TASK 1:
Rewrite the paragraph of the EcoDes-DK15 text beginning "The point_source_ids is the multi-layer raster" as a short bulleted list that keeps its main facts.
TASK 2:
Continue the EcoDes-DK15 text from the last sentence shown.

DOCUMENT EXTRACT:
In addition to the terrain and point-cloud-derived descriptors we provide three sets of auxiliary data with EcoDes-DK15. These are four layers of ALS point source information, a mask for inland water and a sea mask, as well as a shapefile of the footprints of the 1 km×1 km tiles in the data set and their unique identifier.

3.6.1 Point source information

The point source attribute of the DHM/Point-cloud represents differences between sensor units or aircraft that may have been used during the nationwide lidar campaign, differences in the acquisition time and date, and differences in the viewpoint or acquisition angle of the cells. To aid in interpretation of descriptors that may be particularly influenced by point source, like the amplitude descriptors or the vegetation proportions, we provide summary information about the point sources within each 10 m×10 m cell. We summarised this information in four descriptors: “point_source_counts”, “point_source_ids”, “point_source_nids” and “point_source_proportions”. For each tile (file name suffix = tile id), these descriptors are found in four subfolders bundled up in the parent “point_source_info” folder.

The point_source_ids is the multi-layer raster containing one 16 bit integer layer for each point source id found in a tile. If a point with a given point source id is present, the value of the cell is set to the point source id (an integer number) in the respective layer for the point source id; otherwise the value of a cell is set to 0. This multilayer raster can be used to match the file names of the point_source_counts and point_source_proportions rasters to a given point source id. Point source ids were extracted using Opals Cell.

The point_source_nids is the single layer GeoTIFF files containing the number of different point source ids in each cell stored as 16 bit integers. We calculated the number of point source ids based on the point_source_ids descriptor using gdal_calc.

For point_source_counts, for each tile there are multiple rasters (up to four), one raster for each point source id found in the point cloud of the tile (see the point_source_ids descriptor). These rasters are named with an additional suffix, which matches the integer point source id for which the point counts are given in the raster (e.g. point_source_counts_xxxx_xxx_y*, where xxxx_xxx is the tile id and y* the integer point source id). The rasters contain the number of points per 10 m×10 m cell for the respective point source id in the tile. Counts were extracted using the OPALS Cell module and stored as 16 bit integers.

AVAILABLE DATA:
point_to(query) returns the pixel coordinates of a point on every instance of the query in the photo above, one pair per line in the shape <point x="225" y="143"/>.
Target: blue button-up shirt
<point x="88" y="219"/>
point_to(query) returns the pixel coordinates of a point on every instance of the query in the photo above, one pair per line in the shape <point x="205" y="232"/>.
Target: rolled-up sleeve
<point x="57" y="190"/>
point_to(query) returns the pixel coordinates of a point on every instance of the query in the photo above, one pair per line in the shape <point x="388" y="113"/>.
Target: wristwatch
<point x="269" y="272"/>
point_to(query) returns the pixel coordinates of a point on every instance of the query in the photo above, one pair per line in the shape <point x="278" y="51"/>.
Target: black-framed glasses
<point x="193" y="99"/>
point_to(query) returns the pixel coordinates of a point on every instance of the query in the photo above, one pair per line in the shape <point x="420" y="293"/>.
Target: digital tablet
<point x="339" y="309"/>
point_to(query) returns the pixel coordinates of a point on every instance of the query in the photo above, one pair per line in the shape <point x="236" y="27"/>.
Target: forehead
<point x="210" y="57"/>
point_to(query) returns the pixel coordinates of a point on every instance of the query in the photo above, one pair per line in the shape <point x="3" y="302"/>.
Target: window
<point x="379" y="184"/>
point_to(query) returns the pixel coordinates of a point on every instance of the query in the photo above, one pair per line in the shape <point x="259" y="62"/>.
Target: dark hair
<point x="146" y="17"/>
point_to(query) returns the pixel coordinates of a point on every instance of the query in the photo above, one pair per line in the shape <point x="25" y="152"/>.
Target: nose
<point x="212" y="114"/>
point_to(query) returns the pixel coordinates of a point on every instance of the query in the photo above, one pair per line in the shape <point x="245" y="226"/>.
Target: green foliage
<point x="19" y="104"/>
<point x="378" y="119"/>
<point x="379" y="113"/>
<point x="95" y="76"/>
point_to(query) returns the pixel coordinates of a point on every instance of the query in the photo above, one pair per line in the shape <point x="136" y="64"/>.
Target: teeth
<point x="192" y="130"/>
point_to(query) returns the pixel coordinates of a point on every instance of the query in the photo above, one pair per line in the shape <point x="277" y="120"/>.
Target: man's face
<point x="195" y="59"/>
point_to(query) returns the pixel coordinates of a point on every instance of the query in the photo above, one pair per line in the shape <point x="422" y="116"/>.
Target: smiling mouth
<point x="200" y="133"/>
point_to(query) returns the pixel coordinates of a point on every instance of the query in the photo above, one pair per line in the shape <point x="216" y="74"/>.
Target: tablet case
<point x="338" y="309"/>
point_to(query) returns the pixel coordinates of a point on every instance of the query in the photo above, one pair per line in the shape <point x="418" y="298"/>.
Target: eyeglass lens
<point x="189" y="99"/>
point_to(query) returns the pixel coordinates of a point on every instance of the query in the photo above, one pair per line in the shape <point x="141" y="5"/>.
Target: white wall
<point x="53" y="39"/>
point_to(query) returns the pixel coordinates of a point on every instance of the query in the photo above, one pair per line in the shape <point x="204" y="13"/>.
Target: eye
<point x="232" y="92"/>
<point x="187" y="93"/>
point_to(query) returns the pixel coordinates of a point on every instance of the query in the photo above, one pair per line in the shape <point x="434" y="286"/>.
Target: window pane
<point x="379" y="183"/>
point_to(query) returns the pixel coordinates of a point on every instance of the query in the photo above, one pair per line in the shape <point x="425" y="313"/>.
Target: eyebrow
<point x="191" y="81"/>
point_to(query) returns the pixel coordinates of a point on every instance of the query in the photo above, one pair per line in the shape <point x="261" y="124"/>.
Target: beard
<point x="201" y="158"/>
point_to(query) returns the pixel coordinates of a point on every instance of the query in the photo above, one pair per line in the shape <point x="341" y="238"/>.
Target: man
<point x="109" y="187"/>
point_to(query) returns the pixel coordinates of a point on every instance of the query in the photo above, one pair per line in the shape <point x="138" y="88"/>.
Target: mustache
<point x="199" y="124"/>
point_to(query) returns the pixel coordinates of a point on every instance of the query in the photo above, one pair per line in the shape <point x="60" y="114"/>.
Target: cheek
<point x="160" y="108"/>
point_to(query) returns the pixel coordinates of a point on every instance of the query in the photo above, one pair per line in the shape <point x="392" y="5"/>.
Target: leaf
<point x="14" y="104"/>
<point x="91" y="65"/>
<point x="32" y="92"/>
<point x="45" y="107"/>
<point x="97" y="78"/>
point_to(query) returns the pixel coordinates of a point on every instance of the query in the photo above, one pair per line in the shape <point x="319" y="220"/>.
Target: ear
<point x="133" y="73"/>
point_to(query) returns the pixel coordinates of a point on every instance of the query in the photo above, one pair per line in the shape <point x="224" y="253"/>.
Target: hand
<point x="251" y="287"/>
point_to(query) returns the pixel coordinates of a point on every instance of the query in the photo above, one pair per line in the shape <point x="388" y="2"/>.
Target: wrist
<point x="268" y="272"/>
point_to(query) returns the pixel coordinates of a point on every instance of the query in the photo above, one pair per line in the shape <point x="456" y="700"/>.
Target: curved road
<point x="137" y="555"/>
...
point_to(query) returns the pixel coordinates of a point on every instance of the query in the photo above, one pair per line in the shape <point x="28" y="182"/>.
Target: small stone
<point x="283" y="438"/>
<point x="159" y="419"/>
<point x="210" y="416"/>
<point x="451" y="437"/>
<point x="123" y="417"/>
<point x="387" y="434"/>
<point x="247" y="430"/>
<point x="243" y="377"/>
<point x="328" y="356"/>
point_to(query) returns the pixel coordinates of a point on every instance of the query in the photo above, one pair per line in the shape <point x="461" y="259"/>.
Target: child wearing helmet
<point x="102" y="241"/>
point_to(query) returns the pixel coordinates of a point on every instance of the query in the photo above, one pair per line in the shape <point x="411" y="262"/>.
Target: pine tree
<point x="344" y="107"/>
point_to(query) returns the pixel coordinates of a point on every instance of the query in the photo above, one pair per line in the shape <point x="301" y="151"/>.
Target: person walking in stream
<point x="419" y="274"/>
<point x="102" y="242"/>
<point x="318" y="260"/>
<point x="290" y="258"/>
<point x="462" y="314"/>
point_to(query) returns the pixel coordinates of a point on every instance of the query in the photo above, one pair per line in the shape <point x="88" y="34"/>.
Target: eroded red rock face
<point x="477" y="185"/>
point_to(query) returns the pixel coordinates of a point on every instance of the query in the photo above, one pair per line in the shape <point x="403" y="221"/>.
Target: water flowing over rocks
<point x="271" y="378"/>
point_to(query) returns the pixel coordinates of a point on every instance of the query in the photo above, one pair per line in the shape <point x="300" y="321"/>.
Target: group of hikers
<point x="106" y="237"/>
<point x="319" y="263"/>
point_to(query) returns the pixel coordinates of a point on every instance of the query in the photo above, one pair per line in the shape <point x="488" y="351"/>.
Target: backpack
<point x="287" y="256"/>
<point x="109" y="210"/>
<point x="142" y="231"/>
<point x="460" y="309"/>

EXERCISE RESPONSE 1:
- point_source_ids is a multi-layer raster with one 16 bit integer layer for each point source id found in a tile.
- If a cell contains a point with a given point source id, its value in that id's layer is set to the id. Otherwise it is set to 0.
- The raster can be used to match the file names of the point_source_counts and point_source_proportions rasters to a given point source id.
- Point source ids were extracted using Opals Cell.

EXERCISE RESPONSE 2:
For point_source_proportions, for each tile there are multiple rasters (up to four), one raster for each point source id found in the point cloud of the tile (see the point_source_ids descriptor). These rasters are named with an additional suffix, which matches the integer point source id for which the point proportions are given in the raster (e.g. point_source_proportions_xxxx_xxx_y*, where xxxx_xxx is the tile id and y* the integer point source id). Each raster contains the proportion of the point counts for a given point source id in relation to the total point count per 10 m×10 m cell. Calculations were carried out using gdal_calc. The final proportions were multiplied by a factor of 10 000, rounded to the nearest integer and stored as 16 bit integers.

3.6.2 Water masks (inland_water_mask and sea_mask)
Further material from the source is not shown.